Point annotation dataset records:
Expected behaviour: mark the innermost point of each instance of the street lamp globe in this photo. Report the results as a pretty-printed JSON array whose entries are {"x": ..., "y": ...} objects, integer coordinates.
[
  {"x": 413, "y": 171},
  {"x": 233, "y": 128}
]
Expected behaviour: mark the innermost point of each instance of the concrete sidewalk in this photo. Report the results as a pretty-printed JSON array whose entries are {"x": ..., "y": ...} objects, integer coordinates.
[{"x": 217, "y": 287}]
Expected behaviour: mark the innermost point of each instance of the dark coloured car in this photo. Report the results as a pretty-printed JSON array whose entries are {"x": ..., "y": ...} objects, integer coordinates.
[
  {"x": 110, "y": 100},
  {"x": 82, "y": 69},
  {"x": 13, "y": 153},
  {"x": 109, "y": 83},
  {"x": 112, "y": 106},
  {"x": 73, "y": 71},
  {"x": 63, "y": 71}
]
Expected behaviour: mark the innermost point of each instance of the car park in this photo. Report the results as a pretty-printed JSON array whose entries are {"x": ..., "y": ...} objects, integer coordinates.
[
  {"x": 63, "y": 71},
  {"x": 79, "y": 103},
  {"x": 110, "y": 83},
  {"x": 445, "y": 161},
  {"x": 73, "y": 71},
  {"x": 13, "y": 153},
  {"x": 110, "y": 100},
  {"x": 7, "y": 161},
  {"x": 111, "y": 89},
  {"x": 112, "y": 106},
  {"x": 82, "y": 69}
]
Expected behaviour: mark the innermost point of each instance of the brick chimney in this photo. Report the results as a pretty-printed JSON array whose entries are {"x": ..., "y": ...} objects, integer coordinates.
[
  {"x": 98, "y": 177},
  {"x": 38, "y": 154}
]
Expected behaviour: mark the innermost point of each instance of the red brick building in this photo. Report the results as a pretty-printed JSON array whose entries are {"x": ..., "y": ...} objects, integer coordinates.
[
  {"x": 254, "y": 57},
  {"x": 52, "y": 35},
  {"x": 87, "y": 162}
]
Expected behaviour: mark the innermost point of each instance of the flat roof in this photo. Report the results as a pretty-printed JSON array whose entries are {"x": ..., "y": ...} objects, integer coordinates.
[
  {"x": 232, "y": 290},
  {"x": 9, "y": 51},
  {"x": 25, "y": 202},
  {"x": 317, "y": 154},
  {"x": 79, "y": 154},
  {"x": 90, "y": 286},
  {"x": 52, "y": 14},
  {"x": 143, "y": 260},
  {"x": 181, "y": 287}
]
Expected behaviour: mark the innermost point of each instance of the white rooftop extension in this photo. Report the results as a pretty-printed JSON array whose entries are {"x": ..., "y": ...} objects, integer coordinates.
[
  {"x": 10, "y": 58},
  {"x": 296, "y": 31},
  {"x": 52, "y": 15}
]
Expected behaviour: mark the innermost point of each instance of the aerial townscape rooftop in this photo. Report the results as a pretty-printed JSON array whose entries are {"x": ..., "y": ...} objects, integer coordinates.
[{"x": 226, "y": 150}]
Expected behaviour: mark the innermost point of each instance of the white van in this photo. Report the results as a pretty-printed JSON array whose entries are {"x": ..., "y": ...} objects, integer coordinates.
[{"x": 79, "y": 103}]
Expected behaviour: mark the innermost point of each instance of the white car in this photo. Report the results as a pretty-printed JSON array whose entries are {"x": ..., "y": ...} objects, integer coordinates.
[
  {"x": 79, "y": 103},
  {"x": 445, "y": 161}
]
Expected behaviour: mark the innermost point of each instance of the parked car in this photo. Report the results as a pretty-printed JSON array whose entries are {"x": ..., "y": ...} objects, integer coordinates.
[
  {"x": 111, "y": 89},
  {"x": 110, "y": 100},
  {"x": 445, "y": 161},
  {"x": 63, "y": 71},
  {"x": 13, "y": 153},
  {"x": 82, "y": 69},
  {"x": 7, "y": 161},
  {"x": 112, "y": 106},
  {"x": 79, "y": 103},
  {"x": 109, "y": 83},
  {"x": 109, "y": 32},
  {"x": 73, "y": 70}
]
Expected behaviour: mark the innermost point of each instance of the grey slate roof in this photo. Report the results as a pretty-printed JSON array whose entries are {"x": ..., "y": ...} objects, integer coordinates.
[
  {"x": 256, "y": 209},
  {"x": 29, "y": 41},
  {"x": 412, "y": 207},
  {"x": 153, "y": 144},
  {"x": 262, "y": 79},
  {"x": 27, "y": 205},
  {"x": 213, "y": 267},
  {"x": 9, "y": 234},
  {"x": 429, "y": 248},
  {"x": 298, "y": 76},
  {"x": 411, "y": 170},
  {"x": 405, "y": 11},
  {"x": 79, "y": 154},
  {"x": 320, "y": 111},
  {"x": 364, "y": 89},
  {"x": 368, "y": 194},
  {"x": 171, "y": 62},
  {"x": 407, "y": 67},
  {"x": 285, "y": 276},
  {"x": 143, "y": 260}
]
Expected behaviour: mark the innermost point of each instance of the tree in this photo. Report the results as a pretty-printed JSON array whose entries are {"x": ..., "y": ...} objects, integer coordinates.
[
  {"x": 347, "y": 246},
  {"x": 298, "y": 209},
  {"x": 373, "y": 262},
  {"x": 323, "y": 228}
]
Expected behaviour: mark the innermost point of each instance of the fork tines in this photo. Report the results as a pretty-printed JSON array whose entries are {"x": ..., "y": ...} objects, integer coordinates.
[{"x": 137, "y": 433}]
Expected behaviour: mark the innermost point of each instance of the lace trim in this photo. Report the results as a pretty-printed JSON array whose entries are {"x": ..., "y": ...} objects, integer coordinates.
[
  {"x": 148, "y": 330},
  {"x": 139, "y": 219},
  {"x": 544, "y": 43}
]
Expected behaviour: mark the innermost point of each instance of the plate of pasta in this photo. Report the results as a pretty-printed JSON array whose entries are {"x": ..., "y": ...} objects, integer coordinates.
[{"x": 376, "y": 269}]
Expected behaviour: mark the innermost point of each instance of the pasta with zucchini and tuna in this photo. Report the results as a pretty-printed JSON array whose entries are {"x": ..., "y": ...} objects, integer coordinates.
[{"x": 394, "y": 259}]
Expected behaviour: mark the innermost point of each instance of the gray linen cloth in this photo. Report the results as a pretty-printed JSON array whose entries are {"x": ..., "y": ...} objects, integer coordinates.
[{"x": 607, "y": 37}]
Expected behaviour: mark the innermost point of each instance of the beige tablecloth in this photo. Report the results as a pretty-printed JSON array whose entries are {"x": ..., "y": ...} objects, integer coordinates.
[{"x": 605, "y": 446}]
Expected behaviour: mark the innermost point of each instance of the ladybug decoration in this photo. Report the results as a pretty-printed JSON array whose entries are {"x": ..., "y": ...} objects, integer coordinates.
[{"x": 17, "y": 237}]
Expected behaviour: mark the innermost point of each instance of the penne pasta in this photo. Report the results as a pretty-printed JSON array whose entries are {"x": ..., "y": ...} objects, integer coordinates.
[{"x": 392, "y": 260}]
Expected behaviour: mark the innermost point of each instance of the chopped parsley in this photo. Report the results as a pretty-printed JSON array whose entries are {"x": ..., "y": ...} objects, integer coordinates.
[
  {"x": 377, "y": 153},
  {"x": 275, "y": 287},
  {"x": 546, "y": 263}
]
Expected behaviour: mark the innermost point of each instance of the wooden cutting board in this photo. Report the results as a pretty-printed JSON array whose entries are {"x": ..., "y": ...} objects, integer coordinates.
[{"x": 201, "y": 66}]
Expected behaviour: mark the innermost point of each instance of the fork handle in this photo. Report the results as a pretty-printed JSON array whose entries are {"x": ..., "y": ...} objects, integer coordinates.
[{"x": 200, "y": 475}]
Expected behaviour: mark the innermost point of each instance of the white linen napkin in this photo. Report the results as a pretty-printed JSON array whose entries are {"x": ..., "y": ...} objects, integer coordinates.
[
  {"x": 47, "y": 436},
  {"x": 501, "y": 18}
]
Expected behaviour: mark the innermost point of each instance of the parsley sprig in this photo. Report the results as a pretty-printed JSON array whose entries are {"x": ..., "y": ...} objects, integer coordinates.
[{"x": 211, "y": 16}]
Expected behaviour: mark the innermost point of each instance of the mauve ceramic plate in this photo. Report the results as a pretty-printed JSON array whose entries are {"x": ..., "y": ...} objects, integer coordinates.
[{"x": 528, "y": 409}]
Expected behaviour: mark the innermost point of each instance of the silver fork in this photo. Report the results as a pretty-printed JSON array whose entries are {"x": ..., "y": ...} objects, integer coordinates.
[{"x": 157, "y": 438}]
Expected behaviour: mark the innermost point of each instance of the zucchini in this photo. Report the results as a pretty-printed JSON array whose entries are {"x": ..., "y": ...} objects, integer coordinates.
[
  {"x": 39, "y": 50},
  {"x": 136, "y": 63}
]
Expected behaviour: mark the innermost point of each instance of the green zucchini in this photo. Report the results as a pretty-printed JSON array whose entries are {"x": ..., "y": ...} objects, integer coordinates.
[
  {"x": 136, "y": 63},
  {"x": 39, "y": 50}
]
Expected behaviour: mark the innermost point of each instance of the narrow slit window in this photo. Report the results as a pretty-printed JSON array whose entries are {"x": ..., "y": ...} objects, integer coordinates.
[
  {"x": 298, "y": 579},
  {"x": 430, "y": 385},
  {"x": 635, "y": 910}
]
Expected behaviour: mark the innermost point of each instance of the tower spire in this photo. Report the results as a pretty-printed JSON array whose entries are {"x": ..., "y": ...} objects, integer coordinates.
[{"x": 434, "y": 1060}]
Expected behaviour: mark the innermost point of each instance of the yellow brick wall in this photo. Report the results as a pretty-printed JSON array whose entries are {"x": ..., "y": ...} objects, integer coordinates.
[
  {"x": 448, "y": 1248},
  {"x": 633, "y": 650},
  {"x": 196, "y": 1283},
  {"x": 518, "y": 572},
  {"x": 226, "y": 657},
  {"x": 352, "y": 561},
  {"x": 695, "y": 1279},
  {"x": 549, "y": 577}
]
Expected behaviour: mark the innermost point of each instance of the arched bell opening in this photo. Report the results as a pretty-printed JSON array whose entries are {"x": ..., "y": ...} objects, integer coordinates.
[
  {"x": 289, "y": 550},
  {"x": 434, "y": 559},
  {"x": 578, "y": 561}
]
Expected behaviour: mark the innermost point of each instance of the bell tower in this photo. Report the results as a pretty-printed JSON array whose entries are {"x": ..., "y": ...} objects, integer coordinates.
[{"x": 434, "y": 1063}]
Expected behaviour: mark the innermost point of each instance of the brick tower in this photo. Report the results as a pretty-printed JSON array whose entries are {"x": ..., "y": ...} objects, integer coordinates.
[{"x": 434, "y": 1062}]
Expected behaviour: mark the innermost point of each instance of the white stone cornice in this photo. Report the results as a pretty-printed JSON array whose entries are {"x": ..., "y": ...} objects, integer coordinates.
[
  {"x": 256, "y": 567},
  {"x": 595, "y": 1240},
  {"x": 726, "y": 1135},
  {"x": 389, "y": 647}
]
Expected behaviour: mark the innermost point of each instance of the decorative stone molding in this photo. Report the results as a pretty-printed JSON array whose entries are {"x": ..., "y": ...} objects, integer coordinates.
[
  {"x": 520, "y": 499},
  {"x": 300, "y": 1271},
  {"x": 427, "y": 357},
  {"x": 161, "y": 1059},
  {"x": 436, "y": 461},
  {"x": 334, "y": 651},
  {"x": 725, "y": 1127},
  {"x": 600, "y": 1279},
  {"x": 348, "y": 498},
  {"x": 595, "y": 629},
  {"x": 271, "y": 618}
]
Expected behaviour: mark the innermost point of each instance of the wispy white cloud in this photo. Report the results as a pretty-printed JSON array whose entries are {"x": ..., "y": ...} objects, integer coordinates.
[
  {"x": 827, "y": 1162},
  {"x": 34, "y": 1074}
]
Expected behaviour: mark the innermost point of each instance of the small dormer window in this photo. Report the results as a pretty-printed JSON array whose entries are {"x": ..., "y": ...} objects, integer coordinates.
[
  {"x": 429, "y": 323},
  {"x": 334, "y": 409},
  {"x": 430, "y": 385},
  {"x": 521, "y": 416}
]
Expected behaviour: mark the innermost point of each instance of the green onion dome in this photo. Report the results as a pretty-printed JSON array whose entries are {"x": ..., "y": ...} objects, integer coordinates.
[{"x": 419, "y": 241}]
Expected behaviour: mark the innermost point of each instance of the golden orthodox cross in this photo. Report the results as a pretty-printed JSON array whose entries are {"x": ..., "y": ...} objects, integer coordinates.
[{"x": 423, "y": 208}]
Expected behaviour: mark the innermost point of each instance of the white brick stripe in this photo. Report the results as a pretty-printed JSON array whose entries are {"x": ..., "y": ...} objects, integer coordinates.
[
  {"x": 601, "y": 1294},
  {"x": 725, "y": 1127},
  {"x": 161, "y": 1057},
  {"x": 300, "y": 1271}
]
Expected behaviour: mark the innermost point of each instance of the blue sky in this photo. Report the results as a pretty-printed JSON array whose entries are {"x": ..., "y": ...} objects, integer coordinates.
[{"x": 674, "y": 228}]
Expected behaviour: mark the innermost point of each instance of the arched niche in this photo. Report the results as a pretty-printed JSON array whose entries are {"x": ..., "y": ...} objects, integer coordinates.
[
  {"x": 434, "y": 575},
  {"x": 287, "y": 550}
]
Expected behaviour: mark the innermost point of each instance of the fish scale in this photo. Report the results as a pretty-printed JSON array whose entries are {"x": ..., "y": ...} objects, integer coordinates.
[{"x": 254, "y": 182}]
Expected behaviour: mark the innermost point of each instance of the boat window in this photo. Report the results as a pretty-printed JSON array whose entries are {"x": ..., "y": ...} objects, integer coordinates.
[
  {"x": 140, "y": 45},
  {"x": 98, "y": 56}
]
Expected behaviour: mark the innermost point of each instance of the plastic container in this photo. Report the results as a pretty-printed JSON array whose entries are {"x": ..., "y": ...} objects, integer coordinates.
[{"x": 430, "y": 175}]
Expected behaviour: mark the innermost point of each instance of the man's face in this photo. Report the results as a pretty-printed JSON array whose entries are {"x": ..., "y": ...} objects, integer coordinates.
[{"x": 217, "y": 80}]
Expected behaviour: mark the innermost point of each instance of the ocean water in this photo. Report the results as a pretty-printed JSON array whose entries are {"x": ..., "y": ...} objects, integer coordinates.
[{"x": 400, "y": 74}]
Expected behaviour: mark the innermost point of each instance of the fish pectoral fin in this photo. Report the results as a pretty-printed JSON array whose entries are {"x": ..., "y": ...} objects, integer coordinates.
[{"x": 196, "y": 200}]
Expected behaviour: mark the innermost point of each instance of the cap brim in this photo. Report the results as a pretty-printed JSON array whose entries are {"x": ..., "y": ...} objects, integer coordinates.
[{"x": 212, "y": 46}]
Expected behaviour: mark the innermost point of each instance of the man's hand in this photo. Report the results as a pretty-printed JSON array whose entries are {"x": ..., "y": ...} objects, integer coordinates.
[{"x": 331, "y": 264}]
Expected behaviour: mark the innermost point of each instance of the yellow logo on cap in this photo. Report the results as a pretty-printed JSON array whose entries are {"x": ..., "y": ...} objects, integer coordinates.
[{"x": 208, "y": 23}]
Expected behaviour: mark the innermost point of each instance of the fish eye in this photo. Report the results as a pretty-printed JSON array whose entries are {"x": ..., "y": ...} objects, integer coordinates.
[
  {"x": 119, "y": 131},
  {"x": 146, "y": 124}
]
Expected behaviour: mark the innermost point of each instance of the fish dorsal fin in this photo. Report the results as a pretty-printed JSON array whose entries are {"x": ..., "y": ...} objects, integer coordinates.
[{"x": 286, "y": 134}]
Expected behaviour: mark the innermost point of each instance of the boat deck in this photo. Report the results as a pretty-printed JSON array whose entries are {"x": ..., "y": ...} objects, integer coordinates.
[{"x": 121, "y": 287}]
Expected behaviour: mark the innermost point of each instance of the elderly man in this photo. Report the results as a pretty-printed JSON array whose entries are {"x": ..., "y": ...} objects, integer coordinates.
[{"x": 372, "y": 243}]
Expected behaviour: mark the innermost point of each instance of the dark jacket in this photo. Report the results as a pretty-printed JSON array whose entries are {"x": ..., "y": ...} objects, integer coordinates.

▶ [TASK TO COMPLETE]: Copy exactly the line containing "the man's hand" and every line after it, ending with the last line of the records above.

▶ [TASK RESPONSE]:
Expected behaviour: mark the innermost point of each instance of the man's hand in this photo. Report the results as a pretty-printed JSON array whose entries are {"x": ..., "y": ...} objects, integer coordinates.
[{"x": 331, "y": 264}]
Expected behaviour: mark the innermost point of each instance of the yellow logo on cap in this photo. Report the results as a pretty-printed JSON array whose entries are {"x": ..., "y": ...} objects, integer coordinates.
[{"x": 208, "y": 23}]
Expected behaviour: mark the innermost point of each instance of the fish eye in this photo. Report the results as a pretty-printed JSON array whose entries are {"x": ..., "y": ...} objects, integer coordinates.
[
  {"x": 119, "y": 131},
  {"x": 146, "y": 124}
]
Expected behaviour: mark the innermost point of each instance of the fish dorsal fin in this photo. Report the results as a pretty-printed JSON array whose entries are {"x": ..., "y": ...} objects, integer coordinates.
[{"x": 286, "y": 134}]
Expected behaviour: mark the innermost point of each instance of the boat deck in this photo. Report the results as a pretty-printed JSON array whose entries are {"x": ..., "y": ...} objects, integer coordinates.
[{"x": 121, "y": 287}]
Expected behaviour: mark the innermost point of each instance of the elderly man in this photo. Report the results as a pretty-printed JSON array whose entries are {"x": ..., "y": ...} objects, integer coordinates.
[{"x": 372, "y": 243}]
Expected behaviour: mark the innermost point of each instance of the dark jacket in this photo. Report the results as a pretty-printed JSON array whose entries are {"x": ..., "y": ...} objects, integer coordinates.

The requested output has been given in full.